### Goal of the exercise
Extract all of the records below and copy every line of them without a single change.

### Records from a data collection
/---

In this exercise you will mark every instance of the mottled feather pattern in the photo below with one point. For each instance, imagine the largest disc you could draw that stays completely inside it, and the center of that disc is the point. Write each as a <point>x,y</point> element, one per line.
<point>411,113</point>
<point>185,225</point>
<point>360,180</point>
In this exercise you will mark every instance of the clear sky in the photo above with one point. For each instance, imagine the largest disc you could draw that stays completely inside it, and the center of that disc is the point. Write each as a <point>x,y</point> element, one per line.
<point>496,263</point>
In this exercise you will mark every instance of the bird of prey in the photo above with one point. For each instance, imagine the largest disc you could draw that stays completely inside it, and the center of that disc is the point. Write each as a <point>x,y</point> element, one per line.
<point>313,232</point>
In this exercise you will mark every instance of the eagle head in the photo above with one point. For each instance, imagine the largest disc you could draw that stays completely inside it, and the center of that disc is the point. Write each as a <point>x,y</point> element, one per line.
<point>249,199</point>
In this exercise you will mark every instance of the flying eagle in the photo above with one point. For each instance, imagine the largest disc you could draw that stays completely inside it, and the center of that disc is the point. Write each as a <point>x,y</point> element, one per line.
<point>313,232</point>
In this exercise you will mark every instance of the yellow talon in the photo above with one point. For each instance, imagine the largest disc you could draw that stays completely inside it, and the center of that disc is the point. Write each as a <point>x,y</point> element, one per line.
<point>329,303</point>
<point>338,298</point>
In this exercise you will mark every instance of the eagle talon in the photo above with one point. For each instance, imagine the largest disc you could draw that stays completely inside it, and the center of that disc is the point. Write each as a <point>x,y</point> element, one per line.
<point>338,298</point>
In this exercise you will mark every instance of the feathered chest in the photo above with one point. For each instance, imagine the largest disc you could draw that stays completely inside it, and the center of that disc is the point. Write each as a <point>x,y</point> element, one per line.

\---

### Task response
In this exercise you will mark every instance of the mottled feather pattern in the photo below with one point. For each instance, imagine the largest disc you could draw that stays completely inside it, and the center of that disc is the point. Write each as a <point>x,y</point> element, one per line.
<point>411,113</point>
<point>185,225</point>
<point>360,180</point>
In this exercise you will mark every instance of the clear sky in the photo above with one point. For each instance, imagine the largest disc you could draw that stays completely inside it, and the center of that disc is the point. Write each as a <point>x,y</point> element, one per line.
<point>496,263</point>
In this exercise you will mark every instance of the bird of prey in the photo above with one point. For each instance, imagine the largest disc you could draw that stays completely inside it, and the center of that disc is the point. Write each as a <point>x,y</point> element, one per line.
<point>313,232</point>
In this exercise you will mark every instance of the eagle head in the photo above with one point. For each instance, imagine the largest disc you could draw that stays completely inside it, and the center of that disc is the point. Write each as a <point>x,y</point> element, one per line.
<point>249,199</point>
In this exercise you will mark every instance of the flying eagle in the photo above with one point. For each instance, imagine the largest disc you could draw that stays completely inside it, and the center of that disc is the point. Write each as a <point>x,y</point> element, one per line.
<point>313,232</point>
In this exercise you will mark every instance of the yellow talon in the photo above with one point. For each instance, imagine the largest disc you could draw that stays completely inside it, and the center of that disc is the point. Write each as a <point>x,y</point> element, one per line.
<point>329,303</point>
<point>338,298</point>
In this exercise you will mark every instance of the eagle talon in the photo above with one point. For each instance, imagine the largest disc you could draw that stays completely inside it, and the center of that disc is the point. Write each as a <point>x,y</point> element, one per line.
<point>338,298</point>
In this exercise you will mark every instance of the feathered chest in the photo above with one point. For each instance, imagine the largest disc you could draw that stays completely inside it, and the center of that disc is the point. Write each as a <point>x,y</point> element, one per line.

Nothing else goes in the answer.